## TRECHO SELECIONADO
━━━━━━━━
Há ainda um outro interessante tipo de variedade: o da transformação. Existe no mundo uma transformação constante, um movimento contínuo. Mas as variedades de movimento postas por Deus no universo são graduais e harmônicas, a exemplo das gradações da hierarquia que analisamos na lei anterior. Essa harmonia do movimento constitui um elemento de formosura na criação.

Para exemplificar, consideremos o desenvolvimento da vida humana em um varão justo. O homem nasce, desabrocha com um movimento rico em harmonia na adolescência, e nobremente se torna maduro; envelhece em dignidade e, quando Deus chama a sua alma, dá-se como que a colheita de um fruto precioso, que vai ser levado para o Céu. É uma bela trajetória.

No entanto, o que quer o espírito moderno? Ele pretende que o homem seja mocinho até cair morto. Arranjados ou pintados, todos devem parecer ter a mesma e jovem idade.

Não se tolera o plano divino, que estabeleceu a desigualdade nas idades. Quando, entretanto, é forçado a reconhecer a sua existência – que não pode ser, aliás, objeto de contestação – o espírito moderno procura fazê-lo com brutalidade, desconsiderando as gradações entre as idades e desprezando a velhice, que para nada serve já que nada produz…

Pode-se concluir isso observando a vida de uma família antiga e de uma família moderna. Na primeira, reúnem-se em uma mesma sala os avós, os pais, as crianças, os parentes, os amigos; as mais variadas idades convivem juntas, conversando: variedade na unidade. Na família moderna, se os pais promovem uma recepção, os filhos não devem comparecer. Se estes dão uma festa, os pais – sobretudo a mãe – devem ausentar-se… Os pais são chamados pelos filhos de “os velhos”, e não querem com eles ter maior convívio.

A mentalidade revolucionária repulsa esse entrosamento, essa articulação entre as idades, que é uma marca da perfeição divina que Deus pôs na criação.

Passemos agora ao estudo das leis da unidade.

Leis da unidade: lei da continuidade e da coesão

A unidade supõe uma ausência de interrupção, que se pode verificar de duas maneiras: pela continuidade ou pela coesão. A continuidade é a simples ausência de vazios, para que, no ser uno, não haja hiatos. Muito mais profunda é a unidade que se verifica pela coesão: neste caso há uma articulação interna entre os elementos, de modo que eles ficam presos uns aos outros por vínculos íntimos e poderosos.

Entre as classes sociais, numa civilização cristã, deve haver continuidade e coesão. Embora numerosas e profundamente diferentes entre si, o todo que elas constituem é contínuo e coeso.
━━━━━━━━
## DADOS APRESENTADOS
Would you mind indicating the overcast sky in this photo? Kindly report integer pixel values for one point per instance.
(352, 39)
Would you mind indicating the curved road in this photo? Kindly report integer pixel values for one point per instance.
━━━━━━━━
## DETALHES DA TAREFA
Resuma o trecho selecionado em duas frases.

## RESULTADO FINAL
O trecho afirma que as variedades de movimento postas por Deus no universo são graduais e harmônicas, e que o espírito moderno não tolera a desigualdade das idades, despreza a velhice e separa as gerações na família, ao contrário da família antiga, em que as mais variadas idades conviviam juntas. Passando às leis da unidade, distingue a continuidade, simples ausência de vazios, da coesão, unidade muito mais profunda, e sustenta que entre as classes sociais, numa civilização cristã, deve haver continuidade e coesão.